Return the text about Antarctic crevasse detection word for word, from "The trek across" up to and including "needs to be.".

SOURCE EXTRACT =
────────────────

The trek across the Antarctic ice sheet is a long, hazardous, and costly journey for scientific researchers working in the world’s most remote location. Astronomers, geologists, and biologists regularly spend much of their field season and over 70% of their hard-earned grant money on logistical support – an intricate choreography of supply planes, snowmobiles, and tractors meant to move gear to where it needs to be.
One of the most significant time sinks is the crevasse-detection process, which involves a massive snowcat tractor treading its way slowly across the ice. As Laura Ray, a Professor of Engineering at Dartmouth College, describes it, a 6-meter long pole extends from the front of the vehicle with a ground penetrating radar (GPR) instrument at its end. As the driver inches forward, the system surveys the subsurface like a metal detector-wielding beachcomber tentatively looking for buried treasure. Sitting nearby is a technician, eyes glued to a screen that displays the GPR data in real time. Inch by inch, data streams across the monitor: if the look-out thinks it indicates a crevasse, she has two seconds to press an emergency stop button. Making the right choice could be the difference between smooth passage and a costly, time-consuming, dangerous crash.

────────────────

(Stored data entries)
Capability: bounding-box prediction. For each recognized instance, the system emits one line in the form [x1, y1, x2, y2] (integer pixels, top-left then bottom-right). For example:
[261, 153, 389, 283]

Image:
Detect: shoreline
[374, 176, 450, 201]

────────────────

ANSWER SECTION =
The trek across the Antarctic ice sheet is a long, hazardous, and costly journey for scientific researchers working in the world’s most remote location. Astronomers, geologists, and biologists regularly spend much of their field season and over 70% of their hard-earned grant money on logistical support – an intricate choreography of supply planes, snowmobiles, and tractors meant to move gear to where it needs to be.